Put the listing, starting with the line containing "Target: sprinkle" and going on through the end of the listing, into a two-column CSV with the headers request and answer. Make one row per request, with the request text and its answer each in a single quoted field and any line breaks replaced by spaces.

Image location labeling entries:
* * *

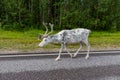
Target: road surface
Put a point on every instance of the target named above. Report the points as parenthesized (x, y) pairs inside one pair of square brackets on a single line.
[(97, 67)]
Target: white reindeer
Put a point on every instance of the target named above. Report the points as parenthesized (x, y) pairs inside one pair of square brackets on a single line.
[(79, 35)]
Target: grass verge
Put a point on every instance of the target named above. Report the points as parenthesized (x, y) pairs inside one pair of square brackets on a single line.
[(27, 41)]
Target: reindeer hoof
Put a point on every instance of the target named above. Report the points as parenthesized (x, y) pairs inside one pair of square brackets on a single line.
[(57, 59), (87, 57), (71, 55)]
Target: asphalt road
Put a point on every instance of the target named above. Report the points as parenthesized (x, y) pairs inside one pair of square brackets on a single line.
[(97, 67)]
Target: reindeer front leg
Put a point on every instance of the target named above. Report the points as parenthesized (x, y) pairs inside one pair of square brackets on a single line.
[(61, 49)]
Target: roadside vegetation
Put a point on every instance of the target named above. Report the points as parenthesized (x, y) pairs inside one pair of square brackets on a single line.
[(27, 41)]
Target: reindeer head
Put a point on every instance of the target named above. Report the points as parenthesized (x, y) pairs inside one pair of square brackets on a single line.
[(46, 34)]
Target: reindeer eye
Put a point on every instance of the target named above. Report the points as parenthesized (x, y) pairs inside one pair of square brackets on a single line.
[(45, 39)]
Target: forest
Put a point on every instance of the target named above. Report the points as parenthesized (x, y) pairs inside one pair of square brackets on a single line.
[(99, 15)]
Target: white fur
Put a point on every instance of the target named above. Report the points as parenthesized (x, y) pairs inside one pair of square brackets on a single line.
[(79, 35)]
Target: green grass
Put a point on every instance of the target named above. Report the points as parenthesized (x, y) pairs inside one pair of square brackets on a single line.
[(27, 41)]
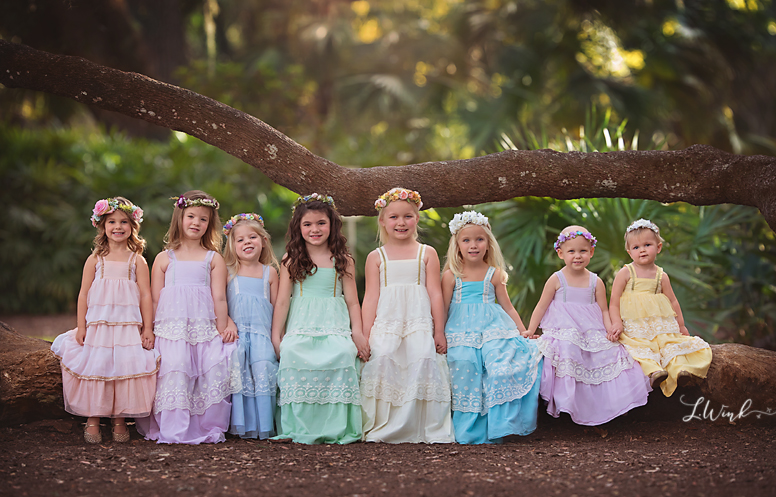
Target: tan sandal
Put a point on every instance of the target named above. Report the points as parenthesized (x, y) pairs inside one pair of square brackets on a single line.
[(92, 438), (120, 437)]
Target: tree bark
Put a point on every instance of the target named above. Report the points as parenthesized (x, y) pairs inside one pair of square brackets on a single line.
[(700, 175)]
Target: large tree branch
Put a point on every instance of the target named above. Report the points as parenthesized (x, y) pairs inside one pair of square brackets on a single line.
[(700, 175)]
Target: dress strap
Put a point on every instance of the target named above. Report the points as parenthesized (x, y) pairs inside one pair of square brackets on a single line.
[(633, 275), (487, 285), (593, 281), (384, 259), (421, 254), (563, 283)]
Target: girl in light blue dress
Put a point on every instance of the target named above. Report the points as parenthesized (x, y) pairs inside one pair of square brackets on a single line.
[(494, 367), (251, 293)]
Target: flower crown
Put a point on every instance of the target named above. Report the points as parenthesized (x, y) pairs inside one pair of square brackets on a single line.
[(109, 206), (643, 224), (564, 237), (183, 202), (395, 194), (241, 217), (326, 199), (469, 217)]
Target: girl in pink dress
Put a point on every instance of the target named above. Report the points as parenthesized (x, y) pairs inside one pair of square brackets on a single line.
[(198, 372), (108, 362)]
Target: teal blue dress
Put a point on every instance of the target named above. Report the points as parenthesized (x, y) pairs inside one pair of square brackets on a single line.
[(319, 400), (495, 372)]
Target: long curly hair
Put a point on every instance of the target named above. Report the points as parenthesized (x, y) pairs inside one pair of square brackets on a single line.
[(135, 242), (211, 239), (266, 257), (297, 260)]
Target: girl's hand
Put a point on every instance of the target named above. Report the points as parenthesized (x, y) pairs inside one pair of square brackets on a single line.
[(147, 338), (362, 344), (440, 342), (80, 336)]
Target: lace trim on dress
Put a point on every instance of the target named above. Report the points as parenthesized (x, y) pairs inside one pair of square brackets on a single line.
[(175, 390), (193, 331), (649, 328), (596, 376), (589, 341), (476, 341)]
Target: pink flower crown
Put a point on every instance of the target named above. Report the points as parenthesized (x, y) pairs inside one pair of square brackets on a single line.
[(241, 217), (395, 194), (109, 205)]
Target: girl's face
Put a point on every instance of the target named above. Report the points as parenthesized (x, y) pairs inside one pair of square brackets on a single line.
[(247, 243), (118, 228), (473, 243), (643, 247), (195, 222), (315, 227), (400, 220), (576, 253)]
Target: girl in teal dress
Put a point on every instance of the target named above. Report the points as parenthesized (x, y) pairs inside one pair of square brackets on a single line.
[(319, 397)]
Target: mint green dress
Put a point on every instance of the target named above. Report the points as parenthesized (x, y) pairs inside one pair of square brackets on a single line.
[(319, 401)]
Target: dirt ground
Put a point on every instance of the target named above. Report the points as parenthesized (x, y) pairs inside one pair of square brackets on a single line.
[(648, 452), (624, 457)]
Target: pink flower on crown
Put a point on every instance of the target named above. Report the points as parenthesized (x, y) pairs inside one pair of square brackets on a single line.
[(101, 207)]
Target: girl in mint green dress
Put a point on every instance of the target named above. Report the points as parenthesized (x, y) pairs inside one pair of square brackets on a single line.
[(318, 307)]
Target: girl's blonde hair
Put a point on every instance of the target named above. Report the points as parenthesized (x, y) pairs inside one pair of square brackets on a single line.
[(135, 242), (267, 255), (493, 257), (382, 233), (212, 238)]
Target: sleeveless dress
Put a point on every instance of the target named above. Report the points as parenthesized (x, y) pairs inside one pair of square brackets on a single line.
[(405, 385), (111, 375), (495, 371), (195, 381), (318, 375), (586, 375), (253, 407), (651, 333)]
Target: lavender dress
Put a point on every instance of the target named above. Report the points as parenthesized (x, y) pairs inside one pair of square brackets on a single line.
[(195, 379), (584, 374)]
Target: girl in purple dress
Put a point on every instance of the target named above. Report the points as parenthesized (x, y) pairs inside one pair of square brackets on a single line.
[(586, 375), (188, 288)]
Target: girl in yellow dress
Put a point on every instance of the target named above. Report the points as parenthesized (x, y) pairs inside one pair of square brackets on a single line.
[(646, 316)]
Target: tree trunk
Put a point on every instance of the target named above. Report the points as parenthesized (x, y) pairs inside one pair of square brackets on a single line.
[(700, 175)]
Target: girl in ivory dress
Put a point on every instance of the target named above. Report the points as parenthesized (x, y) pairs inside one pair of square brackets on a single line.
[(188, 286), (108, 362), (251, 293), (586, 373), (647, 318), (318, 376), (405, 386), (495, 370)]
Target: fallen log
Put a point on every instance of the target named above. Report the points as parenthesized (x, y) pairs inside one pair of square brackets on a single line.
[(740, 386)]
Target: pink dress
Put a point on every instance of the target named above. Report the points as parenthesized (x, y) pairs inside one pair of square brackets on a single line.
[(111, 375), (198, 373)]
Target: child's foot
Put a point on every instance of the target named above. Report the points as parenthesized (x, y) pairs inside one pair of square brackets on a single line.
[(657, 377), (683, 378)]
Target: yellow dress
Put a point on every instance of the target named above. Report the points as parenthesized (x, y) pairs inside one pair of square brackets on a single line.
[(651, 333)]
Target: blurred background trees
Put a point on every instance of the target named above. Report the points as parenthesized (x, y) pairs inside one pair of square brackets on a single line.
[(386, 82)]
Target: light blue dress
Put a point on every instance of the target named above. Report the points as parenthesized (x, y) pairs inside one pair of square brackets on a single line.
[(494, 370), (253, 408)]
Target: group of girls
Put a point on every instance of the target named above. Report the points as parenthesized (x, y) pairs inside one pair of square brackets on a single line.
[(261, 349)]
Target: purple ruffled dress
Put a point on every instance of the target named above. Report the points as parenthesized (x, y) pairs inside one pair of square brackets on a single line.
[(198, 373), (584, 374)]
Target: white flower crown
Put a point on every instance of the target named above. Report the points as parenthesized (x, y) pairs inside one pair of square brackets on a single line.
[(469, 217), (643, 224)]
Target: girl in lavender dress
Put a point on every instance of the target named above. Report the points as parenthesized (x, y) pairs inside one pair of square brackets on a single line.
[(188, 287), (586, 373)]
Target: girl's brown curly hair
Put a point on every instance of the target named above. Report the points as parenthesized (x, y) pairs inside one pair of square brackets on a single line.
[(297, 260)]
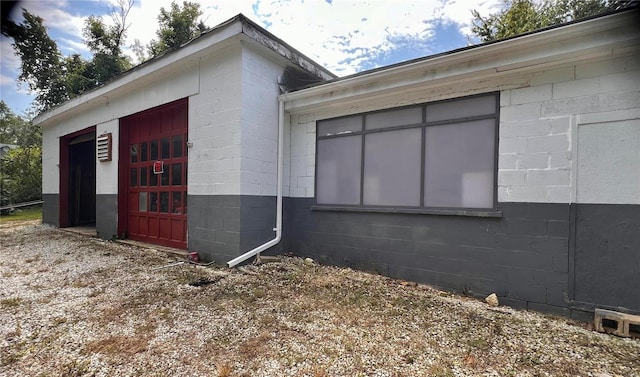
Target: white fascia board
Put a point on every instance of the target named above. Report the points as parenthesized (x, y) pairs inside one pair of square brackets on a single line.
[(580, 41), (144, 74)]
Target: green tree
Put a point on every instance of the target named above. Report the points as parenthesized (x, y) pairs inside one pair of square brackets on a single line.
[(53, 78), (41, 62), (177, 26), (522, 16), (20, 168), (105, 43)]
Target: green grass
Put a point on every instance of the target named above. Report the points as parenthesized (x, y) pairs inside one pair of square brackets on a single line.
[(26, 214)]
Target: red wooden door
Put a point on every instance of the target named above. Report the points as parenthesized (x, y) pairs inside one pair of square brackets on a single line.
[(157, 176)]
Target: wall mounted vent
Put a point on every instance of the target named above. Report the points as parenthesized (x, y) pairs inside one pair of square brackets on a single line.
[(103, 144)]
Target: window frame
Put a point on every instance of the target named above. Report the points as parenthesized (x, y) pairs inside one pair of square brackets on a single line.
[(492, 211)]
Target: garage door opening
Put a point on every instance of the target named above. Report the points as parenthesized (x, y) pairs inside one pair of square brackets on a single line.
[(153, 176), (78, 179)]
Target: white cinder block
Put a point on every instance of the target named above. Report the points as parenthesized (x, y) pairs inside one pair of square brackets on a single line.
[(592, 104), (512, 144), (508, 161), (531, 94), (620, 81), (576, 88), (605, 67), (552, 143), (512, 177), (520, 112), (548, 178), (535, 160), (553, 76), (560, 160), (535, 127), (560, 125)]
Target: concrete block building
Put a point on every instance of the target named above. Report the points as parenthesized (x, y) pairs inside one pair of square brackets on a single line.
[(510, 167)]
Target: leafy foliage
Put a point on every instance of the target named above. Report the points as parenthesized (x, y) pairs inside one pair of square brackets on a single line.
[(20, 168), (177, 26), (21, 175), (42, 67), (105, 42), (522, 16), (53, 78)]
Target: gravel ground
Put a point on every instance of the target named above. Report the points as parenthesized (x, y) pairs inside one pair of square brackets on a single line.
[(72, 305)]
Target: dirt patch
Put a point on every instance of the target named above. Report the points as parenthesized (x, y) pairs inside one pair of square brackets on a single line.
[(73, 305)]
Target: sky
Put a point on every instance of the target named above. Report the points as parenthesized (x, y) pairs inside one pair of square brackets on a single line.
[(344, 36)]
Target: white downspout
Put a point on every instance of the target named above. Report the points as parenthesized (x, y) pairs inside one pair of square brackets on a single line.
[(278, 228)]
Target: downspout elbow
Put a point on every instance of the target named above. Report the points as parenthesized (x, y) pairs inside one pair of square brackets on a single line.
[(278, 228)]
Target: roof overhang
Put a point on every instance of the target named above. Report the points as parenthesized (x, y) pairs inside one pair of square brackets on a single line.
[(588, 40), (236, 29)]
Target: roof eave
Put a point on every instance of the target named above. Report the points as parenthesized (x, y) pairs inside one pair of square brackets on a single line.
[(588, 39)]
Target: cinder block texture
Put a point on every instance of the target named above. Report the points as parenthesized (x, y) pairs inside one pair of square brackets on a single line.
[(606, 255), (107, 216), (521, 257), (51, 209), (222, 227)]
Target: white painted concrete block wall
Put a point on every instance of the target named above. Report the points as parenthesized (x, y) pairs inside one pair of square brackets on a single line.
[(537, 122), (259, 131), (214, 126), (538, 126), (175, 86)]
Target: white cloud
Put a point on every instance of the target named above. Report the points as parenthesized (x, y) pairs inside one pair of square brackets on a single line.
[(6, 80), (459, 11), (346, 36), (54, 15)]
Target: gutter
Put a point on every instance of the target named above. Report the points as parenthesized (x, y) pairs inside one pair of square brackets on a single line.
[(278, 228)]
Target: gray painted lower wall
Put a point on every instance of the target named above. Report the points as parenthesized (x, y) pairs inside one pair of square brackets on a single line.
[(606, 258), (107, 216), (51, 209), (522, 256), (222, 227)]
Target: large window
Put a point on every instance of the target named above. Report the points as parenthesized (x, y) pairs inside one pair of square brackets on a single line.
[(434, 155)]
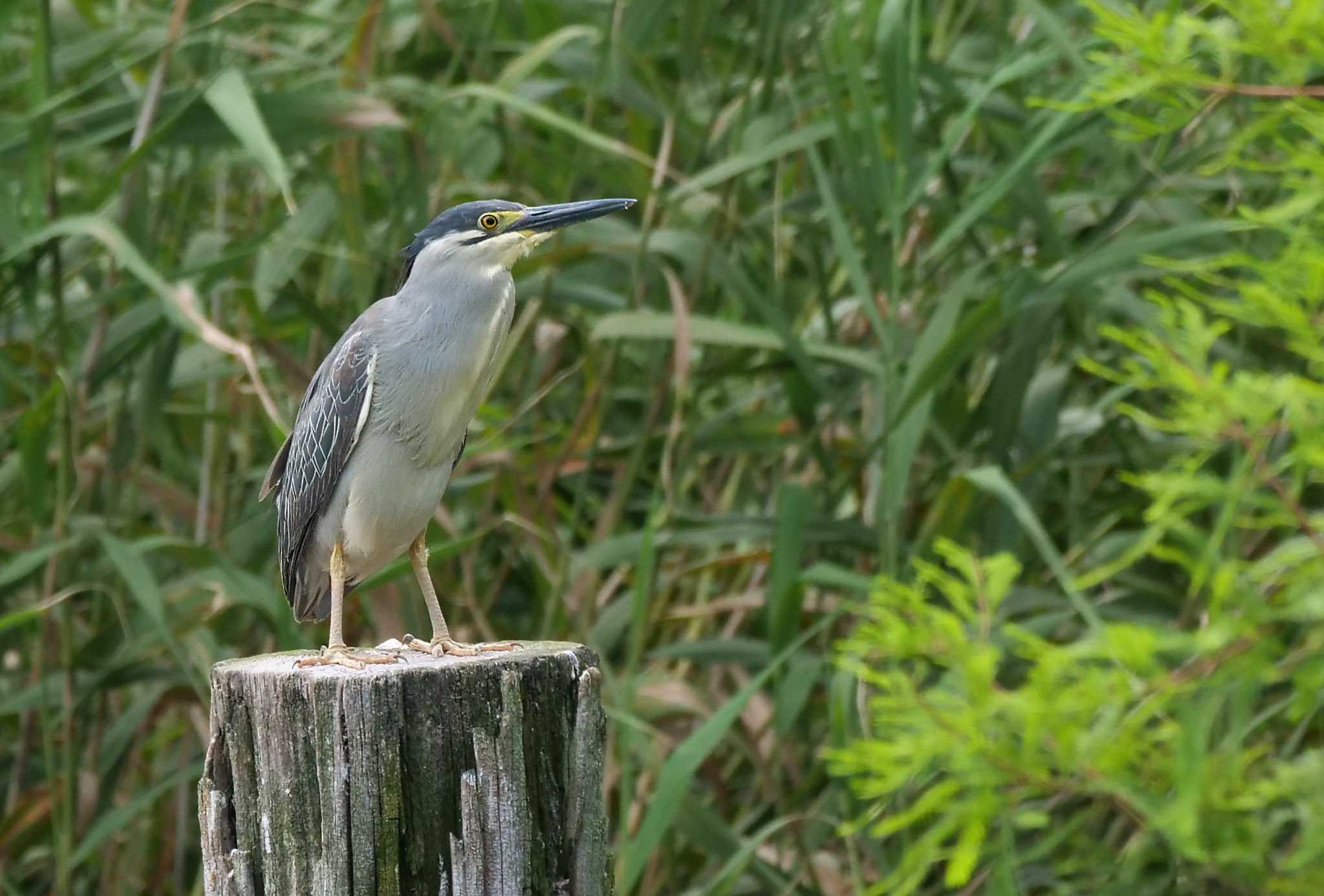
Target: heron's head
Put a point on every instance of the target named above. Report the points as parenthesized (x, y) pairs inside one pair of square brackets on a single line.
[(493, 235)]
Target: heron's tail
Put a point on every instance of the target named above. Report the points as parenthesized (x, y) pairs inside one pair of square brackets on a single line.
[(312, 597)]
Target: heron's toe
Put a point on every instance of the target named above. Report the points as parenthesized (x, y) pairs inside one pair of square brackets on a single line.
[(342, 656), (451, 648)]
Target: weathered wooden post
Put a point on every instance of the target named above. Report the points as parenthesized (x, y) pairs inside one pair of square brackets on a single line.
[(457, 776)]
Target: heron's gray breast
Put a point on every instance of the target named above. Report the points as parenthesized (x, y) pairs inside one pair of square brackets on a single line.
[(438, 365)]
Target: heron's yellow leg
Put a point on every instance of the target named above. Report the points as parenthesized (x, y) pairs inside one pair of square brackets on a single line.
[(336, 653), (442, 641)]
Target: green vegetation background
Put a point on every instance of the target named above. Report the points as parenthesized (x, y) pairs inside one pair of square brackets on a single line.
[(934, 454)]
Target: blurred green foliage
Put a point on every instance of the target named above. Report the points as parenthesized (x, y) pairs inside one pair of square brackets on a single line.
[(854, 321), (1175, 744)]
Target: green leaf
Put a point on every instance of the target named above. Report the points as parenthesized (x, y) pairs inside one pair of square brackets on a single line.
[(281, 256), (232, 101), (118, 818), (710, 331), (677, 773), (738, 164), (784, 592), (995, 482)]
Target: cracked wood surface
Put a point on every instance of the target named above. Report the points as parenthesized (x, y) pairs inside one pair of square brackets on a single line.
[(462, 776)]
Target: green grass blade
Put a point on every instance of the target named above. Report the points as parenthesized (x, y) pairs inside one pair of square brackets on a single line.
[(232, 101)]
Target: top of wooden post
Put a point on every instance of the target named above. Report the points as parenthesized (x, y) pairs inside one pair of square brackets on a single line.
[(464, 776)]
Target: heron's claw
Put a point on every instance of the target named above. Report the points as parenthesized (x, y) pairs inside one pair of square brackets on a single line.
[(449, 648), (342, 656)]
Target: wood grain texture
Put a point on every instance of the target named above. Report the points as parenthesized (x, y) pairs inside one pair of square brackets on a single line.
[(456, 776)]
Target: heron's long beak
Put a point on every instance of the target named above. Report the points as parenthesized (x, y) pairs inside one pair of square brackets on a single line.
[(543, 219)]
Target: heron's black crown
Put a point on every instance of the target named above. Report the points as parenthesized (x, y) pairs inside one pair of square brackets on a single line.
[(454, 220)]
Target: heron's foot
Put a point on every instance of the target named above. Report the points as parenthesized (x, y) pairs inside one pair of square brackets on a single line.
[(347, 657), (449, 648)]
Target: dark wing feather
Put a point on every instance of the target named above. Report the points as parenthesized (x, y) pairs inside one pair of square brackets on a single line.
[(323, 437)]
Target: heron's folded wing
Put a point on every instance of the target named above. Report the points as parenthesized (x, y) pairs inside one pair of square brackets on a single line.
[(327, 428)]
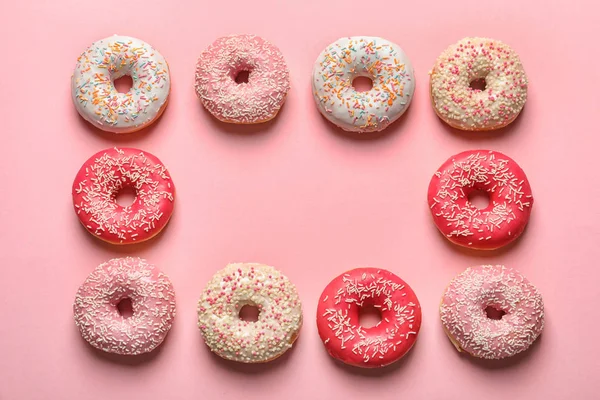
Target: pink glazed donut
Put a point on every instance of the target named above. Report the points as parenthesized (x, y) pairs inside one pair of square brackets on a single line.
[(152, 299), (99, 181), (252, 102), (507, 214), (464, 315)]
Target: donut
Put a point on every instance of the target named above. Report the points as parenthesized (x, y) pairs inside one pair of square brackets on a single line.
[(94, 93), (102, 177), (256, 101), (387, 66), (152, 299), (258, 285), (471, 60), (517, 302), (338, 318), (507, 214)]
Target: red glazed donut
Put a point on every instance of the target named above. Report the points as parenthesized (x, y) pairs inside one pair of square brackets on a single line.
[(338, 318), (100, 179), (507, 214)]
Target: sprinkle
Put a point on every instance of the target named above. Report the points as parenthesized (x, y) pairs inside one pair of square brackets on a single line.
[(359, 288), (102, 177), (465, 108), (383, 62), (465, 224), (96, 97), (256, 101), (237, 285), (464, 318), (152, 298)]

* * *

RESULT OF THE TASK:
request,answer
"Target: sprinkle Put a point on every instance of the target named above. Report the points as parenthesized (x, y) pairs inside one pair of square brackets on a single line.","[(359, 288), (102, 177), (465, 108), (383, 62), (465, 224), (96, 97), (256, 101), (237, 285), (464, 318), (152, 298)]"